[Stored records]
⟨

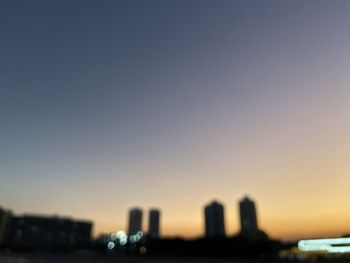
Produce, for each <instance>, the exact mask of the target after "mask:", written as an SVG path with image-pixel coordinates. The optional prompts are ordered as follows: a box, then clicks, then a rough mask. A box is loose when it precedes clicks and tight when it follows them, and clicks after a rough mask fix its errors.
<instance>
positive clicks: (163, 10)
mask: <svg viewBox="0 0 350 263" xmlns="http://www.w3.org/2000/svg"><path fill="white" fill-rule="evenodd" d="M349 11H350V2H349V1H346V0H332V1H330V0H329V1H323V0H309V1H292V0H289V1H279V0H274V1H270V0H266V1H258V0H256V1H252V0H237V1H230V0H210V1H208V0H176V1H175V0H173V1H170V0H147V1H141V0H138V1H135V0H119V1H112V0H99V1H90V0H76V1H70V0H61V1H53V0H40V1H39V0H33V1H25V0H22V1H18V0H4V1H1V2H0V94H1V95H0V121H1V125H0V206H2V207H5V208H9V209H12V210H13V211H14V212H15V213H16V214H22V213H38V214H47V215H61V216H70V217H73V218H77V219H89V220H93V221H94V234H95V235H98V234H99V233H103V232H112V231H116V230H120V229H124V230H125V229H126V228H127V213H128V210H129V209H130V208H132V207H141V208H142V209H144V212H145V214H144V216H145V218H147V213H148V210H149V209H150V208H153V207H155V208H159V209H160V210H161V212H162V218H161V224H162V226H161V232H162V235H164V236H183V237H196V236H200V235H202V234H203V231H204V222H203V221H204V219H203V207H204V205H206V204H207V203H209V202H211V201H212V200H218V201H219V202H221V203H223V204H224V206H225V222H226V229H227V233H228V234H230V235H232V234H234V233H237V232H238V231H239V220H238V218H239V217H238V207H237V203H238V201H239V199H240V198H242V197H243V196H245V195H248V196H250V197H251V198H253V199H254V200H255V202H256V206H257V212H258V220H259V226H260V228H262V229H263V230H264V231H266V232H267V234H268V235H269V236H271V237H273V238H280V239H283V240H290V239H297V238H304V237H315V236H317V237H330V236H336V235H339V234H345V233H350V224H349V222H350V209H349V200H350V191H349V183H350V176H349V175H350V162H349V161H348V158H349V156H350V137H349V134H350V119H349V117H350V104H349V101H350V88H349V80H350V52H349V51H350V50H349V47H350V29H349V24H350V16H349ZM146 221H147V220H144V228H145V229H146V228H147V222H146Z"/></svg>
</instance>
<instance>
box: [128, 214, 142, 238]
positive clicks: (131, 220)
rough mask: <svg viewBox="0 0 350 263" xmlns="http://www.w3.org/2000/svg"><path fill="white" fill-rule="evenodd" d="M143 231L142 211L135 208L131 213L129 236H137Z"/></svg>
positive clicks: (128, 228)
mask: <svg viewBox="0 0 350 263" xmlns="http://www.w3.org/2000/svg"><path fill="white" fill-rule="evenodd" d="M138 231H142V209H140V208H134V209H131V210H130V211H129V228H128V235H129V236H130V235H135V234H136V233H137V232H138Z"/></svg>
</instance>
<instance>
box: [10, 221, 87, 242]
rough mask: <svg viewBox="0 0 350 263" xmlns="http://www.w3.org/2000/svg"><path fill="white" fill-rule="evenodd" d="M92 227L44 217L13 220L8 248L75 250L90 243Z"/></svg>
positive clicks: (83, 223)
mask: <svg viewBox="0 0 350 263" xmlns="http://www.w3.org/2000/svg"><path fill="white" fill-rule="evenodd" d="M91 231H92V223H90V222H81V221H74V220H72V219H69V218H60V217H45V216H34V215H25V216H16V217H12V219H11V221H10V224H9V231H8V234H7V238H6V239H7V240H6V241H7V242H6V243H7V244H8V246H10V247H13V248H22V249H73V248H80V247H87V246H89V244H90V242H91Z"/></svg>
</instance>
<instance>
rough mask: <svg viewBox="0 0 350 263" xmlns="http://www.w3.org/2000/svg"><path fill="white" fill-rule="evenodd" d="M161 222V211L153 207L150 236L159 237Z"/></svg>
mask: <svg viewBox="0 0 350 263" xmlns="http://www.w3.org/2000/svg"><path fill="white" fill-rule="evenodd" d="M159 223H160V211H159V210H158V209H151V210H150V212H149V221H148V236H149V237H150V238H159Z"/></svg>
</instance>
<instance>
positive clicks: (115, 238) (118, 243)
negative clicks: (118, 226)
mask: <svg viewBox="0 0 350 263" xmlns="http://www.w3.org/2000/svg"><path fill="white" fill-rule="evenodd" d="M142 237H143V232H142V231H138V232H137V233H136V234H135V235H131V236H130V237H129V238H128V236H127V234H126V233H125V232H124V231H117V232H115V233H113V234H111V236H110V241H109V242H108V243H107V248H108V249H109V250H112V249H114V248H115V245H116V244H119V245H121V246H125V245H126V244H127V243H128V239H129V241H130V243H137V242H139V241H140V240H141V238H142Z"/></svg>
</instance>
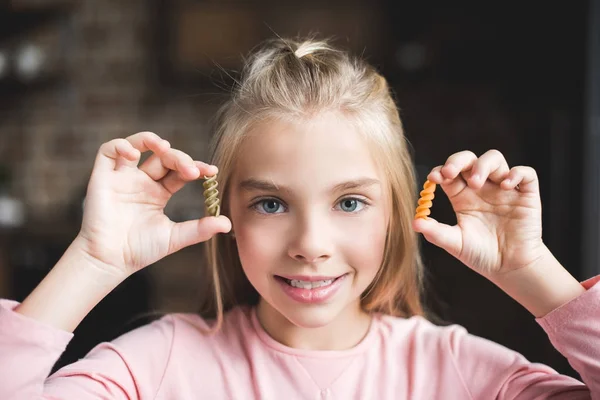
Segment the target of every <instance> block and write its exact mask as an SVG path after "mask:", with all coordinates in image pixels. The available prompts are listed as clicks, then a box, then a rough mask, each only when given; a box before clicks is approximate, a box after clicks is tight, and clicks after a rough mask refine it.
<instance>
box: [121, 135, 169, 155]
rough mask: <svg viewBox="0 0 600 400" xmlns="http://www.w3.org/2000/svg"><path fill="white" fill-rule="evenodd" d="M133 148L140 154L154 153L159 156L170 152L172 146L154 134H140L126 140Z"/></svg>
mask: <svg viewBox="0 0 600 400" xmlns="http://www.w3.org/2000/svg"><path fill="white" fill-rule="evenodd" d="M126 139H127V140H128V141H129V142H130V143H131V145H132V146H133V147H135V148H136V149H138V150H139V151H140V153H144V152H146V151H152V152H154V153H157V154H161V153H164V152H165V151H167V150H169V148H170V147H171V144H170V143H169V142H168V141H166V140H164V139H162V138H161V137H160V136H158V135H157V134H156V133H154V132H147V131H145V132H138V133H134V134H133V135H130V136H127V138H126Z"/></svg>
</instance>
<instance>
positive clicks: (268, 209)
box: [255, 199, 283, 214]
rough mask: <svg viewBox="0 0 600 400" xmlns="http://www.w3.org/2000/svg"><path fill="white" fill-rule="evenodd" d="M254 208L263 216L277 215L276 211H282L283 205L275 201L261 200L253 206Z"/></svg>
mask: <svg viewBox="0 0 600 400" xmlns="http://www.w3.org/2000/svg"><path fill="white" fill-rule="evenodd" d="M255 207H256V208H257V211H258V212H260V213H263V214H279V213H278V212H277V211H278V210H280V209H283V205H282V204H281V203H280V202H279V201H277V200H275V199H265V200H261V201H259V202H257V203H256V204H255ZM280 212H281V211H280Z"/></svg>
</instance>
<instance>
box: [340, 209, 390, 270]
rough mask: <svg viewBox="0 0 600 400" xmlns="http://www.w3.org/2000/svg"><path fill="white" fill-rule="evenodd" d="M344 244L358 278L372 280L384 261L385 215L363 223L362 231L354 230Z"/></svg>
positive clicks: (346, 250) (351, 263)
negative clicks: (382, 261)
mask: <svg viewBox="0 0 600 400" xmlns="http://www.w3.org/2000/svg"><path fill="white" fill-rule="evenodd" d="M346 237H347V238H348V239H347V240H346V241H345V243H344V253H345V254H346V258H347V260H346V261H347V262H348V264H349V265H351V266H352V267H353V268H355V269H356V273H357V277H358V278H359V279H361V281H362V280H363V279H366V280H369V281H370V280H371V279H372V278H374V277H375V275H376V273H377V271H378V270H379V267H380V266H381V263H382V261H383V251H384V248H385V238H386V223H385V218H384V216H383V215H381V216H378V217H377V218H374V219H371V220H370V221H369V223H363V224H361V226H360V229H355V230H353V234H352V235H348V234H347V233H346Z"/></svg>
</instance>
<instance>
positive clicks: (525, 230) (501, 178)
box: [413, 150, 546, 278]
mask: <svg viewBox="0 0 600 400" xmlns="http://www.w3.org/2000/svg"><path fill="white" fill-rule="evenodd" d="M427 179H429V180H430V181H432V182H434V183H436V184H439V185H440V186H441V188H442V189H443V190H444V192H445V193H446V195H447V196H448V198H449V200H450V203H451V204H452V208H453V209H454V212H455V213H456V219H457V224H456V225H454V226H449V225H446V224H443V223H439V222H437V221H436V220H434V219H432V218H427V219H422V218H420V219H415V220H414V221H413V229H414V230H415V231H417V232H421V233H422V234H423V235H424V236H425V238H426V239H427V240H428V241H429V242H431V243H433V244H435V245H436V246H439V247H441V248H443V249H444V250H446V251H448V252H449V253H450V254H451V255H453V256H454V257H456V258H457V259H458V260H460V261H461V262H462V263H464V264H465V265H467V266H468V267H470V268H472V269H473V270H475V271H476V272H478V273H480V274H481V275H483V276H485V277H487V278H495V277H499V276H501V275H504V274H505V273H507V272H510V271H514V270H517V269H520V268H524V267H527V266H528V265H532V264H533V263H534V262H535V261H537V260H538V259H539V258H540V257H542V256H543V255H544V254H545V251H546V246H545V245H544V243H543V241H542V219H541V201H540V194H539V184H538V178H537V174H536V172H535V170H534V169H533V168H531V167H524V166H518V167H513V168H510V169H509V167H508V164H507V162H506V160H505V159H504V156H503V155H502V154H501V153H500V152H499V151H497V150H490V151H488V152H486V153H485V154H483V155H482V156H481V157H479V158H477V156H476V155H475V154H473V153H472V152H470V151H462V152H459V153H455V154H453V155H451V156H450V157H449V158H448V160H447V161H446V163H445V164H444V165H440V166H438V167H435V168H434V169H433V170H432V171H431V172H430V173H429V175H428V176H427ZM434 205H435V200H434Z"/></svg>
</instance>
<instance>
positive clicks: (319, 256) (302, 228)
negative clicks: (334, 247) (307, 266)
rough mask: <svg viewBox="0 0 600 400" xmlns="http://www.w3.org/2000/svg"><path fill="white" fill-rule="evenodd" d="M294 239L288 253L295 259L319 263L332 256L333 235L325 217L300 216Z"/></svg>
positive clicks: (296, 225)
mask: <svg viewBox="0 0 600 400" xmlns="http://www.w3.org/2000/svg"><path fill="white" fill-rule="evenodd" d="M294 230H295V232H294V234H293V235H292V237H293V239H292V241H291V242H290V246H289V249H288V254H289V256H290V257H292V258H293V259H295V260H297V261H300V262H303V263H309V264H317V263H321V262H324V261H326V260H328V259H329V258H331V250H332V243H331V235H330V233H329V229H328V226H327V222H326V220H325V219H324V218H323V217H319V216H318V215H315V213H313V214H311V215H305V216H303V217H302V218H299V220H298V221H297V223H296V224H295V227H294Z"/></svg>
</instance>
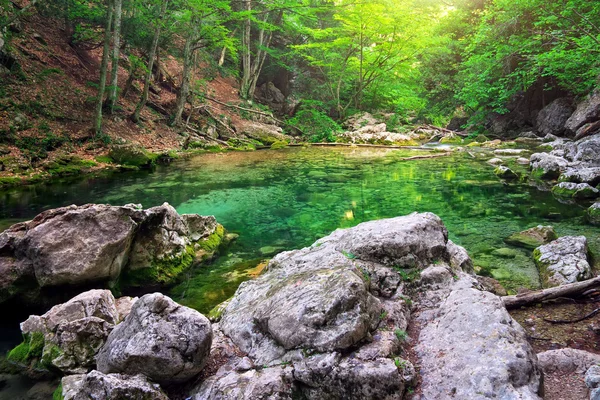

⟩

◆ Problem to solve ◆
Can you gather every line in the material that contains the string "positive"?

◆ Exercise response ◆
positive clicks: (163, 10)
positive clicks: (131, 220)
positive clicks: (128, 228)
positive clicks: (83, 223)
positive clicks: (115, 238) (118, 243)
positive clicks: (268, 209)
positive clicks: (346, 250) (351, 263)
positive clicks: (525, 230) (501, 178)
positive clicks: (319, 256) (302, 228)
positive clicks: (296, 225)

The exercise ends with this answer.